PAGE EXCERPT –
#####

Now let's move to the ramifications and this is where it gets so encouraging. I hope you are encouraged by this as I have been. Okay, so God knows everything. He knows Himself. He knows what actually exists today, what actually existed in the past, He knows the future. He knows everything that's possible, so what is the application of that to life? How does that affect our perceptions of God and our relationship to God? Well, there're a few of them. I won't touch all of them equally but let me just run through them. First of all, with such an amazing mind, His mind is only accessible through self-revelation. You and I could never understand God unless He told us about Himself. First Corinthians, we won't turn there but First Corinthians 1:19-21 talks about God's wisdom put on display in the gospel. You and I would have never in a million years believed the good news that's delivered to us if God hadn't told us. Because God's ways as He says through the prophet Isaiah are way beyond our ways, His thoughts are way beyond our thoughts. Chapter 2 of First Corinthians goes on to say that God has revealed to us whatever it is we know. Listen you ought to prize this book that you hold in your hands. This is the mind of God as much as you and I can understand it. And we only know what's true. We only know what's true about God; we only know what we can be certain about because He has revealed it because His mind is way beyond ours. But fortunately He knows everything and He knows everything perfectly and He knows it comprehensively and He's told us what we need to know. Not everything He knows obviously, this is a scratch on the board of the infinity of God's knowledge, but it's all that we need to know.

Secondly and here's where the rubber really meets the road. Nothing we think, say or do can be hidden from God. Have you ever thought about that? Have you ever thought about the fact that in the inner recesses of your heart right now, whatever you're thinking, whatever you have allowed to fester and to grow there, God knows. He knows that perfectly. There's not a shadow on His knowledge about you and your thoughts. Let's look at just a couple of these references that bring this home, in Psalm 90, Moses writes really a chilling verse. When I read this verse it gives you a shudder because we know ourselves, we know our sinfulness, but we don't know it like God knows it. Verse 7, "For we have been consumed by Your anger and by Your wrath we have been dismayed." He says listen, God deals with sin and what's worse is He knows it perfectly. Verse 8, "You have placed our iniquities." That word iniquities is one of the Old Testament words for sin which means to be twisted. "You have placed our twistedness before You, our secret sins in the light of Your presence." What a powerful bit of poetry. Those things that we hide in the darkness of our souls God has put on display in the blazing glory of His presence. Not a shadow remains, He sees it, He knows it perfectly.

Proverbs 15 verse 3, the proverb says and again here's that anthropomorphic expression, giving God eyes as it were. "The eyes of the Lord are in every place, watching the evil and the good." In other words, God's knowledge is comprehensive observing all good, all evil. Nothing is outside of His knowledge. We already looked at Hebrews 4:13 that no creature is hidden from His sight, but everything is made manifest in His presence. Isaiah 29:15 says, "Woe to those who deeply hide their plans from the Lord, and whose deeds are done in a dark place, and they say, "Who sees us? Who knows?"

I love what A W Pink writes, he says, "Neither the darkness of night, the closest curtains, nor the deepest dungeons can hide the sinner from the eyes of omniscience. The trees of the garden were not able to conceal our first parents. No human eye beheld Cain murder his brother, but his Maker witnessed the crime. Sarah might laugh derisively in the seclusion of her tent, yet Jehovah heard it. Aikin stole a wedge of gold and carefully hid it in the earth, but God brought it to light. David took great pains to cover up his wickedness, but the all-seeing God sent one of His servants to say to him, 'though art the man.'" Listen folks the reality of God's omniscience ought to make us quick to confess our sins, to repent and leave them.

#####

WHAT YOU NEED TO DO – Transcribe the sermon excerpt on God's knowledge from "I love what" up to and including "and leave them.". Rely only on the sermon excerpt to complete this work.

Referring-expression pointing data –
#####

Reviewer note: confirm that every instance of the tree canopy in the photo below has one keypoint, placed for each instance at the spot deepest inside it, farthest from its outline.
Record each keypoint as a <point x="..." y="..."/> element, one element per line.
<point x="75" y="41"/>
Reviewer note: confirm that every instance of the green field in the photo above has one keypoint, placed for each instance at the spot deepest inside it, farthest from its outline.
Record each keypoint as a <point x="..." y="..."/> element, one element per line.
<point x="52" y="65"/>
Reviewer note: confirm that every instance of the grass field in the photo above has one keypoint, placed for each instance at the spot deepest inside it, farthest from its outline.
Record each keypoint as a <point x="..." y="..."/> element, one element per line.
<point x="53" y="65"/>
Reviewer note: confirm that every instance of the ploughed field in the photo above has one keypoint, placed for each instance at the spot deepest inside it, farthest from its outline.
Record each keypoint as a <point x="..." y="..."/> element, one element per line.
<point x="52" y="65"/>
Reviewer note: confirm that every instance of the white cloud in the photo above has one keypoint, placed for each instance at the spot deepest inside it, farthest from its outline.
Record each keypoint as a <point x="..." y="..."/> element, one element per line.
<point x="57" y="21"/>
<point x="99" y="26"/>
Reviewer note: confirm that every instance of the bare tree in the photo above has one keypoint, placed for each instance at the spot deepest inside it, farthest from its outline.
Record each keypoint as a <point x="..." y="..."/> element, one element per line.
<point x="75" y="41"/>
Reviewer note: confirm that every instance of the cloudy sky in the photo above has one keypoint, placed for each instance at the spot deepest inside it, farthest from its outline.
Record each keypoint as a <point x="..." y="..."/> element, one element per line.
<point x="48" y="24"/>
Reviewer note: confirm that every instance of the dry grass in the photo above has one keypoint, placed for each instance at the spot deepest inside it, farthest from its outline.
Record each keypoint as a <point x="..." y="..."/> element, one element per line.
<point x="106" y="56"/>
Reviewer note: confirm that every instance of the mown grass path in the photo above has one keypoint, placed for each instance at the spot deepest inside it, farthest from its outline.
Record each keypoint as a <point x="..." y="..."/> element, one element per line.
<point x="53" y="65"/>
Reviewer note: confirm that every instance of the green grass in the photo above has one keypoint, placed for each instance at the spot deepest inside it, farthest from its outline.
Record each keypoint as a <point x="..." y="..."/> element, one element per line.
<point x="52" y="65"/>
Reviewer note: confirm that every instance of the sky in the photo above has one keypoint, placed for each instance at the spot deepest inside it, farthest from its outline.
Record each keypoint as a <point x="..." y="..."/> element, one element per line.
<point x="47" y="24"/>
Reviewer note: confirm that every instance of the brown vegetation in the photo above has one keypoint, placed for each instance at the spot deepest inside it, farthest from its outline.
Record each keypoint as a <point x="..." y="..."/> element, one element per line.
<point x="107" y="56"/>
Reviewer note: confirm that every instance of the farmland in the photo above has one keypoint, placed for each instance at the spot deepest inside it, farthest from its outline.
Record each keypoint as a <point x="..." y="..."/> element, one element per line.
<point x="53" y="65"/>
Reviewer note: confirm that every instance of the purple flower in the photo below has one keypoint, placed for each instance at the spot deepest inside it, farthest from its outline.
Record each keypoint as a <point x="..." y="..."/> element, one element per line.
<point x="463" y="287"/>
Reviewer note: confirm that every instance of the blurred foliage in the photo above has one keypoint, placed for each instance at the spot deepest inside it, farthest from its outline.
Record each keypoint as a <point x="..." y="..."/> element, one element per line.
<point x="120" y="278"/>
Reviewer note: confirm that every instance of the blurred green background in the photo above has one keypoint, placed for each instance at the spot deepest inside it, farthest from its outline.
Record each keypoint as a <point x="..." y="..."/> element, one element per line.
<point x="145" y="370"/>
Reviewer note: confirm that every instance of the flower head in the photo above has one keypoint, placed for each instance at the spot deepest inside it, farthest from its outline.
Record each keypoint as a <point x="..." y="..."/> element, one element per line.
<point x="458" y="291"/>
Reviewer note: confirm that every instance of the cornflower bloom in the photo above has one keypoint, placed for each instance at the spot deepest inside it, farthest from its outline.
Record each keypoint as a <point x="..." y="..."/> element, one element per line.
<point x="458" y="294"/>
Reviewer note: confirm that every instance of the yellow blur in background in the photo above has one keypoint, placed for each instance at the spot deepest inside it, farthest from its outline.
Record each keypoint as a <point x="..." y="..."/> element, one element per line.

#####

EXERCISE OUTPUT –
I love what A W Pink writes, he says, "Neither the darkness of night, the closest curtains, nor the deepest dungeons can hide the sinner from the eyes of omniscience. The trees of the garden were not able to conceal our first parents. No human eye beheld Cain murder his brother, but his Maker witnessed the crime. Sarah might laugh derisively in the seclusion of her tent, yet Jehovah heard it. Aikin stole a wedge of gold and carefully hid it in the earth, but God brought it to light. David took great pains to cover up his wickedness, but the all-seeing God sent one of His servants to say to him, 'though art the man.'" Listen folks the reality of God's omniscience ought to make us quick to confess our sins, to repent and leave them.